PROBLEM DETAILS
With the string "below" as the filter, copy each matching line from the records.

=== RECORDED INFORMATION ===

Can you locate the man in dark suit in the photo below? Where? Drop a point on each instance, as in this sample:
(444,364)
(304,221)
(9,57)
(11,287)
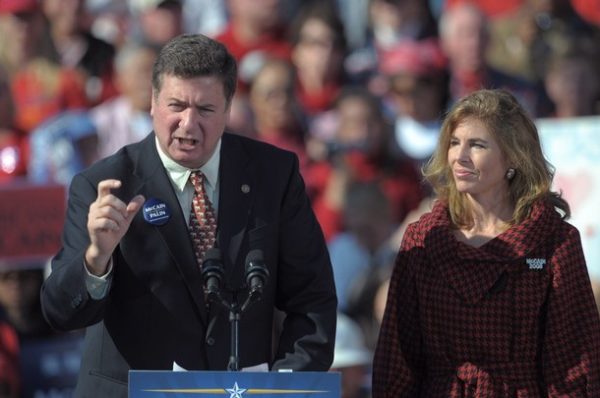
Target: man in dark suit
(133,277)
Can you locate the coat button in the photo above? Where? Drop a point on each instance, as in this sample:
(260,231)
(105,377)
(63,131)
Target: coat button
(76,302)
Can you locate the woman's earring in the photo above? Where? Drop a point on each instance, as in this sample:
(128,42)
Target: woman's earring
(510,173)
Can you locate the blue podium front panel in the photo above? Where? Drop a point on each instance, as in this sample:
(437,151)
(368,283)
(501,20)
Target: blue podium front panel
(209,384)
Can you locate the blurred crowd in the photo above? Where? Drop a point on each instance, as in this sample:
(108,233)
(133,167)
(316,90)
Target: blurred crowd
(356,88)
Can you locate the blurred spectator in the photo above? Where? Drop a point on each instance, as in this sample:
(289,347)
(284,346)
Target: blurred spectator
(126,118)
(22,34)
(492,8)
(418,94)
(573,84)
(523,41)
(40,86)
(47,361)
(109,20)
(208,17)
(62,146)
(366,301)
(19,298)
(155,22)
(352,359)
(77,48)
(465,37)
(362,150)
(256,28)
(9,360)
(364,245)
(318,52)
(13,146)
(391,22)
(277,117)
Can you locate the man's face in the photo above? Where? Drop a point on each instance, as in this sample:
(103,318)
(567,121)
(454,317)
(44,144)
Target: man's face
(189,117)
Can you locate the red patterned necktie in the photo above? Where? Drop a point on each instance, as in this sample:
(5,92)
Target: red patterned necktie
(203,224)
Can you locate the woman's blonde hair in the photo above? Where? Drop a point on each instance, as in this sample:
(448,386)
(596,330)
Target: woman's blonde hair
(516,134)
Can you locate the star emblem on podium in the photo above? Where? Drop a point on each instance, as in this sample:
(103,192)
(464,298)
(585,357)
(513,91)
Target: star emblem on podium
(236,391)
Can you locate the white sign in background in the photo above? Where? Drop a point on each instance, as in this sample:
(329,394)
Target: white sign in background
(573,148)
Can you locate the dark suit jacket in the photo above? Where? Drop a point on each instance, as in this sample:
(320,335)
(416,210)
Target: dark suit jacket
(155,312)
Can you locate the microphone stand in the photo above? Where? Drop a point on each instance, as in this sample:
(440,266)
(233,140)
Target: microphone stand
(256,274)
(235,314)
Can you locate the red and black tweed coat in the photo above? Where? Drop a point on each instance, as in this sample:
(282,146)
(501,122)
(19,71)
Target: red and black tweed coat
(515,317)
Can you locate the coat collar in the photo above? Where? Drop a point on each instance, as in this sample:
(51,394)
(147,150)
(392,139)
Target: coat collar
(472,271)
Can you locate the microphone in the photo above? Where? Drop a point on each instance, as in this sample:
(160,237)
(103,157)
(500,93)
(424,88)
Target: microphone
(212,273)
(256,273)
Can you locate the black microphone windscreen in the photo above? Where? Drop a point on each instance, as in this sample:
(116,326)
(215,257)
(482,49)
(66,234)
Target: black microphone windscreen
(254,255)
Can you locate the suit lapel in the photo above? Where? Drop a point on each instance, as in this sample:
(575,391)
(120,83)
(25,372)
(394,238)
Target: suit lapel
(156,184)
(237,190)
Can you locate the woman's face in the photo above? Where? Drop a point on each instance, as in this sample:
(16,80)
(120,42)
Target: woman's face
(477,162)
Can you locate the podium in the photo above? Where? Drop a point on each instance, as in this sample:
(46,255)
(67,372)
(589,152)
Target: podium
(219,384)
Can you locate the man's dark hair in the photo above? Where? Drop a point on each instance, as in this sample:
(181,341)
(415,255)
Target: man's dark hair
(193,55)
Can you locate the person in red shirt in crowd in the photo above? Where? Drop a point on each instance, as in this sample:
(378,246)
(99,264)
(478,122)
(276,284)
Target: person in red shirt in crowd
(13,148)
(40,86)
(318,53)
(278,120)
(361,151)
(75,46)
(255,28)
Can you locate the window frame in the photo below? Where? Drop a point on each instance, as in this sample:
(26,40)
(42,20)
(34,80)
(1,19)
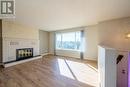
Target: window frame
(61,48)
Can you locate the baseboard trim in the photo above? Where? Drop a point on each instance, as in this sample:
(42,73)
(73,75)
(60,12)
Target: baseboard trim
(21,61)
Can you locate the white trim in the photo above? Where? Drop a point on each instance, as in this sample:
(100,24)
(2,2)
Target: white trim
(22,61)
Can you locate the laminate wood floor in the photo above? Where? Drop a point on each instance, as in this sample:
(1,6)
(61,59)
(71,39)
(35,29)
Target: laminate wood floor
(51,71)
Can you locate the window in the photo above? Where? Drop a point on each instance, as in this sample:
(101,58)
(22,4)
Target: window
(69,40)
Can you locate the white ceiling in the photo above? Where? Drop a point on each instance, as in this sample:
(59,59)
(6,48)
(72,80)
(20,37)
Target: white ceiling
(53,15)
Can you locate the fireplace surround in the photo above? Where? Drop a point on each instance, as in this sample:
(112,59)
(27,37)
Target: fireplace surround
(24,53)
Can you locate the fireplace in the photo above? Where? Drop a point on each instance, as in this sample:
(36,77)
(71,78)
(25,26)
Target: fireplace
(24,53)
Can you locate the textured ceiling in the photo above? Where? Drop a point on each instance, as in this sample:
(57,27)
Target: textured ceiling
(53,15)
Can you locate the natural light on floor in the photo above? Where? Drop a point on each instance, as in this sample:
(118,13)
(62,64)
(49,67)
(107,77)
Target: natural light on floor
(78,71)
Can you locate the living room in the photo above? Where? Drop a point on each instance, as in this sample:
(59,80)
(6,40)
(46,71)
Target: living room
(57,44)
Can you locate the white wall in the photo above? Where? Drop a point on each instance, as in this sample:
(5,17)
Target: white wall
(16,36)
(44,41)
(90,48)
(14,30)
(91,42)
(112,33)
(51,42)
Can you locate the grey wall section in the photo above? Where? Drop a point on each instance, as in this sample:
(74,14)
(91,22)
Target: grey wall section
(44,41)
(0,40)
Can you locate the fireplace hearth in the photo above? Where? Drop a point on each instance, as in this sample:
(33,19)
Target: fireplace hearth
(24,53)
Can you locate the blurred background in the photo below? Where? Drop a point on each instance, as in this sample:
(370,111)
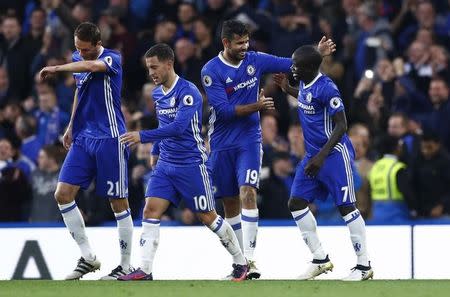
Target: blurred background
(391,65)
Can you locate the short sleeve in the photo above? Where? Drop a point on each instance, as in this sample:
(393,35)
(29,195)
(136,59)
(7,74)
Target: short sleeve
(113,63)
(332,99)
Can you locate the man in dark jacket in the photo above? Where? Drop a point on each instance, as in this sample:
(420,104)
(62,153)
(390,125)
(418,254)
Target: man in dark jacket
(432,177)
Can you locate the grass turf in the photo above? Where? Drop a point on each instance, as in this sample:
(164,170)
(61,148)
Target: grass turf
(261,288)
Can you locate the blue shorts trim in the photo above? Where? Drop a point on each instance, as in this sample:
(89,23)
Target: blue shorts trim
(334,179)
(104,160)
(192,184)
(235,167)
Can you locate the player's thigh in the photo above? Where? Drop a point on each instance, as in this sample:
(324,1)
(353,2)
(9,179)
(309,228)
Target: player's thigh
(112,169)
(154,208)
(305,187)
(193,184)
(160,185)
(79,166)
(65,193)
(248,165)
(221,165)
(337,175)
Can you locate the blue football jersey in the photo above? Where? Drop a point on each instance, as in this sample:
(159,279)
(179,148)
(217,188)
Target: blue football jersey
(179,113)
(228,85)
(98,113)
(318,102)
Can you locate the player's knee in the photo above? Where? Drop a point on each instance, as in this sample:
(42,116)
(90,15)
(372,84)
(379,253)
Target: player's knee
(297,204)
(63,196)
(346,209)
(119,205)
(232,206)
(248,197)
(207,218)
(151,211)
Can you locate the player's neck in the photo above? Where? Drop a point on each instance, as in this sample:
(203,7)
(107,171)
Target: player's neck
(229,59)
(310,78)
(170,81)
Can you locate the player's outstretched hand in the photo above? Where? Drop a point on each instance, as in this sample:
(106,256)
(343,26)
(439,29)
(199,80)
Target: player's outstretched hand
(46,72)
(130,138)
(67,138)
(281,80)
(266,103)
(326,46)
(314,165)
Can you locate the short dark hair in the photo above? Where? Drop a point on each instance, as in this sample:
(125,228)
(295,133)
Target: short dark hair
(162,51)
(88,31)
(401,115)
(310,57)
(231,27)
(388,144)
(430,135)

===

SOLUTION TO THE EXERCISE
Can you locate the man in dark suit in the photo below? Where? Drop a point on each instance, as in this sample:
Can you locate the window frame in the photo below? Where? Drop a point on each instance, as in this sample:
Can you locate the blurred background in the photo below? Where? Drop a point on each instance, as in this sample:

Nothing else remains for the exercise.